### ISI TUGAS
Baris mana saja yang memuat kata "wall"? Ambil setiap baris tersebut dan salin apa adanya.

### DATA YANG DIOLAH
==================================================

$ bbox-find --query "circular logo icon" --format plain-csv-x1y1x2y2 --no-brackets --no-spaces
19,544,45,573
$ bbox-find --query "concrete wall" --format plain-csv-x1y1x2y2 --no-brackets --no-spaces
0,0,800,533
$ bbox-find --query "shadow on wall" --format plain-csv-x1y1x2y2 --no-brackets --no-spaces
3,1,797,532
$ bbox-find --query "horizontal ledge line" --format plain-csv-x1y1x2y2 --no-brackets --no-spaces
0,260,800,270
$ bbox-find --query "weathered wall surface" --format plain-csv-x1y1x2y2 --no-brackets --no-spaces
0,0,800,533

==================================================

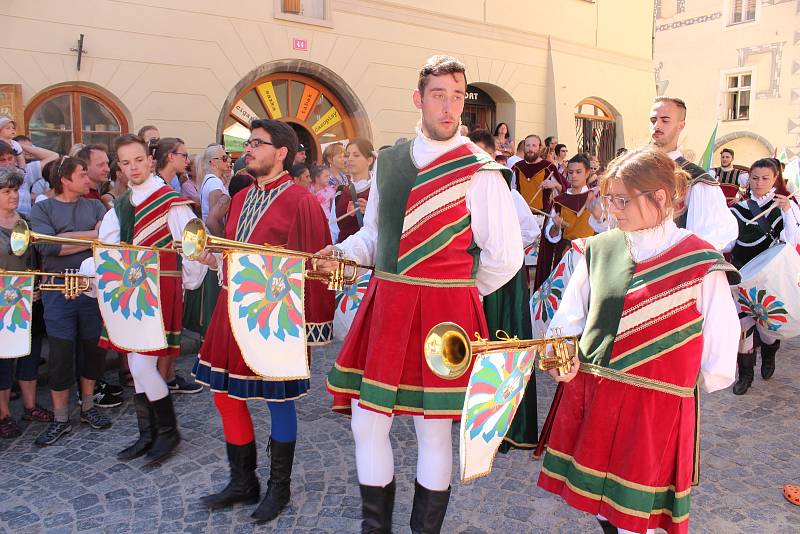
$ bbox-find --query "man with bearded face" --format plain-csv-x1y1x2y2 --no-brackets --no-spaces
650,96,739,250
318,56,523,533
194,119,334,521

==================================================

### JAWABAN SOAL
$ bbox-find --query "concrete wall" --format plain-csv-x1y1x2y2 --no-brackets --no-spaces
$ bbox-find --query "shadow on wall" --format plain-csv-x1y1x2y2 --no-brackets --no-spaces
$ bbox-find --query "weathered wall surface" --format plain-csv-x1y1x2y2 --no-brackets --no-spaces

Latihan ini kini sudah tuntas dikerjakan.